**WHAT NEEDS TO BE DONE**
List every body area that the article on pet allergies below names as most commonly affected.

#### SOURCE EXTRACT ####

Taking pet allergies seriously

We all know, at some point in our lives, what it feels like to have an allergy. With symptoms ranging from a runny nose to itchy eyes or even a rash, it is an irritating feeling that makes us miserable. So why would we want to put our beloved pets through similar discomfort if we can prevent it?

Allergies can be caused by fleas and a myriad of environmental allergens, such as pollen, moulds and dust mites. Some of these are very prevalent in spring and summer.

Allergies are common in both cats and dogs. In most cases, there is not much that we can do about the allergens, but we can get rid of parasites, such as fleas, to an extent. Areas around the feet, face, ears, armpits or groin are most commonly affected. You may also see hair loss, crusting or scaling.

It is no wonder then that affected pets constantly scratch, lick, itch and flap their ears. Continuous scratching, biting and excessive grooming due to itching often damage the skin. This allows allergens to penetrate the skin more easily, causing secondary skin infections, like the dreaded hotspots.

Irritated skin is not the only discomfort your pet may experience: you may even notice an unpleasant smell or inflamed ears. If your dog or cat shows any allergy signs, consult your veterinarian to avoid more serious complications, discomfort and stress.

Blood test

When you suspect that your pet has an allergy, ask your veterinarian to do a simple blood test. This test can alert you to both environmental and food allergies your pet may have. Once you have the results, make a copy and keep it in your purse or wallet. If your pet has a variety of allergies, it is best to have the list on hand whenever you go shopping for pet food.

#### DATA SHOWN ####

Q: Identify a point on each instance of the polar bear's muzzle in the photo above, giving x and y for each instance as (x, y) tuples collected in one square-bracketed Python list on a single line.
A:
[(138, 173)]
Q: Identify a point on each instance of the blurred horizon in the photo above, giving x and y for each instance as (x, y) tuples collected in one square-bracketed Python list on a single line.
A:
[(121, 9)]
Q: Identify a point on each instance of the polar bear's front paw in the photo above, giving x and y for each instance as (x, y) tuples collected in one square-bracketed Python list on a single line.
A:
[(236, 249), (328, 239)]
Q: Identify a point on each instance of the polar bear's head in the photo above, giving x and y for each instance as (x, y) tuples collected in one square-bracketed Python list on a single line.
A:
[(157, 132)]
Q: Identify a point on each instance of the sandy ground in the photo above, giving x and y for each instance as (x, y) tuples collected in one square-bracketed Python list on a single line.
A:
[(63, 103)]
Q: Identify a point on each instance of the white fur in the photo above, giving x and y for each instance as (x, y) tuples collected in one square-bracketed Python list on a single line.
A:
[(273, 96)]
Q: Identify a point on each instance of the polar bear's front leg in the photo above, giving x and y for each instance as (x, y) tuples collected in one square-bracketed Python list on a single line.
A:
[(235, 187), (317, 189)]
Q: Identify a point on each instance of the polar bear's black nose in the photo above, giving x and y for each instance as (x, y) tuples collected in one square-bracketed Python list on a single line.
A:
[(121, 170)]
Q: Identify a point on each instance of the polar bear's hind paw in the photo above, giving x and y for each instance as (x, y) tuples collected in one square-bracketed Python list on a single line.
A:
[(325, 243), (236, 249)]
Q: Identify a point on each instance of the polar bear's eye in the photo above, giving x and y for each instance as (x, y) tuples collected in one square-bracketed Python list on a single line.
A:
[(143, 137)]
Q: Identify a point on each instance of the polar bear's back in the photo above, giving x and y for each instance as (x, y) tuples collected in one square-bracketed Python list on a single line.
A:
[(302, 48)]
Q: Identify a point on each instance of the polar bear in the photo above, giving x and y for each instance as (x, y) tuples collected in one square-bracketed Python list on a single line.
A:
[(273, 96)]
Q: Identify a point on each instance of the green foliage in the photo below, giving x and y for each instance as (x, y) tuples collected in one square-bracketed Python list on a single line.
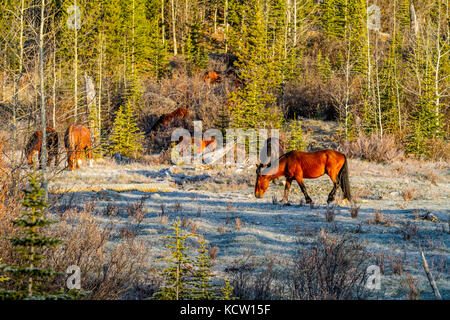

####

**COMPLETED TASK**
Feet, face, ears, armpits, groin